- EXERCISE DETAILS
Count the rows below that contain the string "along". Reply with the number alone.

- RAW DATA

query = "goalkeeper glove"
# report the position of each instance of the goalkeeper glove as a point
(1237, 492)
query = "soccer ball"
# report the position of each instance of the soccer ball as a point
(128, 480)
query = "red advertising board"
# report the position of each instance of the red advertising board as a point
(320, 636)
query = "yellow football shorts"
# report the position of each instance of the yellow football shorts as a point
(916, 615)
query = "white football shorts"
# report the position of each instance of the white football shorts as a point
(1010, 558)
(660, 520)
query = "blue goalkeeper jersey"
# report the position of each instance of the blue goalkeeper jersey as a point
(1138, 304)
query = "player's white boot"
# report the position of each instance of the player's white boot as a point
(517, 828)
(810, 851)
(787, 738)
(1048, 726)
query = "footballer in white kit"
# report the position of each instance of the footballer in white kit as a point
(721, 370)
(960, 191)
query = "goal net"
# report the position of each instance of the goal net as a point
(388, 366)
---
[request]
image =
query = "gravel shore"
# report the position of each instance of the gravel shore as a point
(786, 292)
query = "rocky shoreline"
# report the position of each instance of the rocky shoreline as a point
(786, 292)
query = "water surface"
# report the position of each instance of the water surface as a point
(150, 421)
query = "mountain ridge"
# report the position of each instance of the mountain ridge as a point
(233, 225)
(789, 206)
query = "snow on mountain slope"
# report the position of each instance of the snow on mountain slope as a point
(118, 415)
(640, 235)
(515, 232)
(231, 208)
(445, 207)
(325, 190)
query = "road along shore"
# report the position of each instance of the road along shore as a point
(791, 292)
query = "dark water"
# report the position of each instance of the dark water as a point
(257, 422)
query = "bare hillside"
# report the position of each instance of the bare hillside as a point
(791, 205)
---
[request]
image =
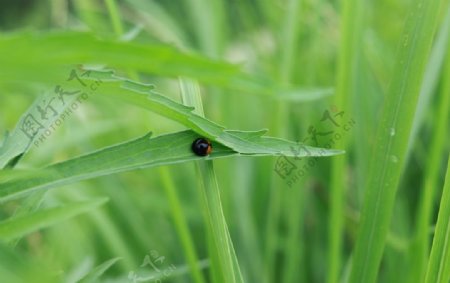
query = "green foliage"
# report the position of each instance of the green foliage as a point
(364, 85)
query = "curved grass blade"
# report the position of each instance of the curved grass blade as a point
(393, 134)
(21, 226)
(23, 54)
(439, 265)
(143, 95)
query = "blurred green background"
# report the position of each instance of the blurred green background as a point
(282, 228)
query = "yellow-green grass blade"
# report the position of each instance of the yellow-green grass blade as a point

- RESULT OF THE TASK
2